# Instructions to follow
Print the entire listing below again, keeping every line identical to the original.

— Start —

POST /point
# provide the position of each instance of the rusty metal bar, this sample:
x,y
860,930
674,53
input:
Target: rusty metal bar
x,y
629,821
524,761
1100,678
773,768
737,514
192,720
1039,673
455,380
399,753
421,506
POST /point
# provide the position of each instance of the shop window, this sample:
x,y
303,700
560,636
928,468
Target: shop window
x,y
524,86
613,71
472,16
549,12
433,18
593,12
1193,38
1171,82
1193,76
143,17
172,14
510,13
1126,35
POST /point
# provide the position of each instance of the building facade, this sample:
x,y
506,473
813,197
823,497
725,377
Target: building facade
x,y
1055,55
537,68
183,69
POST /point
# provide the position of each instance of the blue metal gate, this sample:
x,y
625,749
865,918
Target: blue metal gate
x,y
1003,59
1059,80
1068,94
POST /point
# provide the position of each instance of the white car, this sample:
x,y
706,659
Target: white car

— End —

# Result for this task
POST /point
# provide the position of each instance of the rusty metal bar, this sample:
x,y
860,930
674,53
input:
Target: rusty metal bar
x,y
629,821
524,761
1100,678
773,768
737,514
192,720
1039,673
455,380
399,753
421,506
POST /point
# provide the position of each instance of the shop window, this sample:
x,y
303,700
560,636
928,468
Target: shop window
x,y
524,86
613,71
472,16
549,12
433,18
593,12
1193,38
1171,82
1193,76
143,17
172,14
510,13
1126,35
POST /point
# provide the position of each instance of the building facade, this sample:
x,y
506,473
813,197
823,497
725,377
Target: building facade
x,y
1055,55
537,68
183,69
POST /point
# provide the position of each instance of the blue metal gate, this sample:
x,y
625,749
865,918
Target: blue metal gate
x,y
1003,59
1059,80
1068,94
POST /point
# provide the position of each instance of the white car, this sample:
x,y
706,659
Target: white car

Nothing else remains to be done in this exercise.